─── EXERCISE MATERIAL ───

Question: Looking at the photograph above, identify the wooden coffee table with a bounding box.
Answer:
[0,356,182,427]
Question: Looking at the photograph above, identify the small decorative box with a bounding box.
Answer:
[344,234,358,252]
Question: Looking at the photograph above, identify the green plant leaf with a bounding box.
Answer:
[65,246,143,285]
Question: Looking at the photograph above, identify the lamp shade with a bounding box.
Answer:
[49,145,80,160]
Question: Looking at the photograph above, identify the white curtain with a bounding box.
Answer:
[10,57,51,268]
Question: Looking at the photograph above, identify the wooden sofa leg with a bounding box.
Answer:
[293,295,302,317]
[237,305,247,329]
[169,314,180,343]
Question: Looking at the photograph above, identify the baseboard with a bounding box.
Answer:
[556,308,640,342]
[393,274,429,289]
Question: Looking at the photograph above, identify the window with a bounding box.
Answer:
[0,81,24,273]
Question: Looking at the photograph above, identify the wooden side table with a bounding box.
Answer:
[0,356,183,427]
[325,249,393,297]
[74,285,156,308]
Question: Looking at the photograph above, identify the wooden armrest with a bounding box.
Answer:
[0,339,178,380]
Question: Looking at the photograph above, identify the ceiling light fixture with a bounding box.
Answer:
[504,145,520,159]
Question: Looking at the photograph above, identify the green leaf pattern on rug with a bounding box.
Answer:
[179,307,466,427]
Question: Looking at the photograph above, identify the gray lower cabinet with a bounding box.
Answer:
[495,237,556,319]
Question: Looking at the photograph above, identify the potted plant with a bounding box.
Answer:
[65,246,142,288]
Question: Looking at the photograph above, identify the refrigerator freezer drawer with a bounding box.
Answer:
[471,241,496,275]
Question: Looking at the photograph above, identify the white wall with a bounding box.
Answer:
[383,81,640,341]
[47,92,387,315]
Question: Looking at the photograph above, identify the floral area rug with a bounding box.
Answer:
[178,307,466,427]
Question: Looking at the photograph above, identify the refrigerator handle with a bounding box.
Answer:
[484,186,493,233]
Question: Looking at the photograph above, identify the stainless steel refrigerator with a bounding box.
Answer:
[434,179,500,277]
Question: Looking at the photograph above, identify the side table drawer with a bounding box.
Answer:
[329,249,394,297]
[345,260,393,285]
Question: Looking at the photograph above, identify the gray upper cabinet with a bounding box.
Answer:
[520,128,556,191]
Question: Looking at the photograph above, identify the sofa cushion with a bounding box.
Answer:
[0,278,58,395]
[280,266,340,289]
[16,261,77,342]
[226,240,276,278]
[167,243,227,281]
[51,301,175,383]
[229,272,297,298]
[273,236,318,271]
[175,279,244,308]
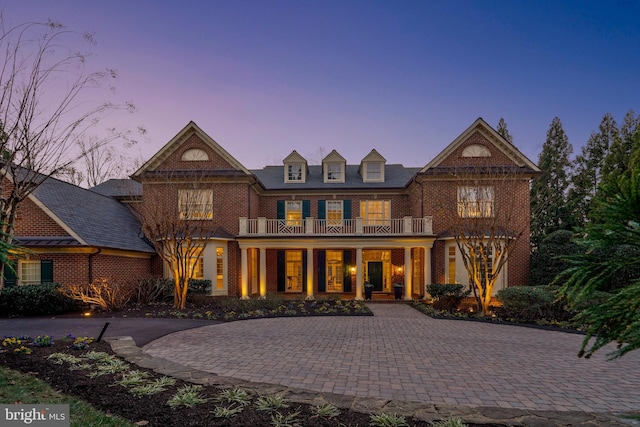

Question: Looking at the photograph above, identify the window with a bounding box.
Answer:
[458,187,494,218]
[447,246,456,283]
[364,162,383,181]
[327,251,344,292]
[215,248,224,290]
[178,190,213,219]
[327,163,344,182]
[285,200,302,226]
[287,163,304,182]
[285,251,302,292]
[327,200,342,225]
[360,200,391,226]
[189,249,204,280]
[20,261,42,285]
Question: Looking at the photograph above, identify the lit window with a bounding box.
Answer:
[178,190,213,219]
[326,251,344,292]
[360,200,391,226]
[327,163,344,181]
[458,187,494,218]
[287,163,302,182]
[327,200,342,225]
[216,248,224,289]
[20,261,42,285]
[286,200,302,226]
[285,251,302,292]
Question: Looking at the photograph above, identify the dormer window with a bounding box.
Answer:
[327,163,344,182]
[360,150,386,182]
[181,148,209,162]
[287,163,302,182]
[284,150,309,183]
[322,150,347,182]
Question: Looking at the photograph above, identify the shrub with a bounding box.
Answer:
[0,283,79,317]
[427,283,471,312]
[131,277,173,305]
[60,278,134,311]
[496,286,571,322]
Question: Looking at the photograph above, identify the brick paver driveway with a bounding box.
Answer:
[144,304,640,412]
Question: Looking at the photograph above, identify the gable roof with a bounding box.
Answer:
[420,117,540,173]
[22,178,154,253]
[251,164,420,191]
[131,121,250,179]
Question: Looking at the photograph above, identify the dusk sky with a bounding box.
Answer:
[0,0,640,169]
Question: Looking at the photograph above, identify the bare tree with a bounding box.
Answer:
[440,165,529,315]
[136,171,215,309]
[0,12,132,286]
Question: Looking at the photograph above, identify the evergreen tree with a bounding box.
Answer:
[602,110,640,185]
[530,117,573,251]
[496,117,513,145]
[567,113,620,227]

───

INSTRUCTIONS FOR THE TASK:
Convert every line of the records above into a JSON list of strings, one string per line, skipping blank lines. Leave out the pictures.

REPLY:
[
  "Question: Looking at the photograph above, identify the wooden coffee table with a bounding box.",
  "Answer:",
  "[0,356,182,427]",
  "Question: Looking at the photograph above, identify the small decorative box with a bounding box.",
  "Answer:",
  "[344,234,358,252]",
  "Question: Looking at the photograph above, identify the green plant leaf with a bounding box.",
  "Answer:",
  "[65,246,143,285]",
  "Question: Looking at the photograph above, identify the lamp shade with a bounding box.",
  "Answer:",
  "[49,145,80,160]",
  "Question: Looking at the photograph above, identify the white curtain with a bounding box.",
  "Answer:",
  "[10,57,51,268]",
  "Question: Looking at the photograph above, identify the wooden sofa leg with a bounding box.",
  "Answer:",
  "[293,295,302,317]",
  "[237,305,247,329]",
  "[169,314,180,343]",
  "Question: Looking at the photograph above, identify the baseboard with a bounding box.",
  "Answer:",
  "[556,308,640,342]",
  "[393,274,429,289]",
  "Question: Looking at the photograph above, identify the window with a bounding box.",
  "Answer:",
  "[0,81,24,273]",
  "Question: Looking at the photograph above, identify the wooden side table with a bounding box.",
  "Answer:",
  "[0,356,183,427]",
  "[325,249,393,297]",
  "[74,285,156,308]",
  "Question: Looking at the photograph above, identify the wooden armrest with a bounding box.",
  "Answer:",
  "[0,339,178,380]",
  "Question: Looking at the photograph above, identify the ceiling light fixture with a bounding box.",
  "Answer:",
  "[504,145,520,159]",
  "Question: Looking at the photograph above, identify the green leaf pattern on rug with a bounding box.",
  "Answer:",
  "[179,307,466,427]",
  "Question: Looking at the photograph above, identify the gray lower cabinet with a bounding box.",
  "Answer:",
  "[495,237,556,319]",
  "Question: Looking at the photograph above, identify the potted plant with a bounding box.",
  "Answer:",
  "[65,246,142,288]",
  "Question: Looking at the photograph above, identify the refrigerator freezer drawer with a bounding box.",
  "Answer:",
  "[471,241,496,275]",
  "Question: Looking at the photograph above, identify the white wall with a bounding box.",
  "Answer:",
  "[383,81,640,341]",
  "[47,92,387,315]",
  "Question: Looking at the photograph above, identify the floral area rug with a bounding box.",
  "Answer:",
  "[178,307,466,427]",
  "Question: Looking at the photograph above, identify the refrigerator handle with a bounding box.",
  "Answer:",
  "[484,186,493,233]",
  "Question: Looking at the photograph above, identify the stainless steel refrigerator with a bounding box.",
  "Answer:",
  "[434,179,500,277]",
  "Question: Looking at the photograph above, identify the side table drawer with a bounding box.",
  "Answer:",
  "[329,249,394,297]",
  "[345,260,393,285]",
  "Question: Looking at the photograph above, identify the gray upper cabinet with a bounding box.",
  "Answer:",
  "[520,128,556,191]",
  "Question: Looking at the photograph above, identify the sofa cushion with a bounding box.",
  "Answer:",
  "[0,278,58,395]",
  "[280,266,340,289]",
  "[16,261,77,342]",
  "[226,240,276,278]",
  "[167,243,227,281]",
  "[51,301,175,383]",
  "[229,272,297,298]",
  "[273,236,318,271]",
  "[175,279,244,308]",
  "Question: Looking at the photograph above, identify the window with a bounding box.",
  "Answer:",
  "[458,187,494,218]",
  "[447,246,456,283]",
  "[364,162,383,181]",
  "[327,251,344,292]",
  "[215,248,224,290]",
  "[178,190,213,219]",
  "[327,163,344,182]",
  "[285,200,302,226]",
  "[287,163,304,182]",
  "[285,251,302,292]",
  "[327,200,342,225]",
  "[360,200,391,226]",
  "[189,249,204,280]",
  "[20,261,42,285]",
  "Question: Looking at the photograph above, identify the lit window with a bounding box.",
  "Answer:",
  "[178,190,213,219]",
  "[326,251,344,292]",
  "[360,200,391,226]",
  "[327,163,344,181]",
  "[458,187,494,218]",
  "[287,163,302,182]",
  "[327,200,342,225]",
  "[216,248,224,289]",
  "[20,261,42,285]",
  "[286,200,302,226]",
  "[285,251,302,292]",
  "Question: Looking at the photograph above, identify the dormer window with a bounding box.",
  "Answer:",
  "[327,163,344,182]",
  "[360,150,386,182]",
  "[181,148,209,162]",
  "[287,163,302,182]",
  "[284,150,309,183]",
  "[322,150,347,182]",
  "Question: Looking at the photograph above, identify the shrub with a bounding box.",
  "Answer:",
  "[0,283,79,317]",
  "[427,283,471,312]",
  "[131,277,173,305]",
  "[60,278,134,311]",
  "[496,286,571,322]",
  "Question: Looking at the photograph above, identify the brick paver driveway with a bounding box.",
  "Answer:",
  "[144,304,640,412]",
  "Question: Looking at the photograph above, identify the gable roof with a bounding box.",
  "Answer:",
  "[420,117,540,173]",
  "[22,178,154,253]",
  "[251,164,420,191]",
  "[131,121,250,179]",
  "Question: Looking at the photograph above, identify the dusk sky with a bounding box.",
  "Answer:",
  "[0,0,640,169]",
  "Question: Looking at the photograph above, identify the bare tree with a bounding box.",
  "Answer:",
  "[440,165,529,315]",
  "[136,171,215,309]",
  "[0,12,132,286]",
  "Question: Looking at the photograph above, identify the evergreen tree with a bounding box.",
  "Answer:",
  "[602,110,640,185]",
  "[530,117,573,251]",
  "[496,117,513,145]",
  "[567,113,620,227]"
]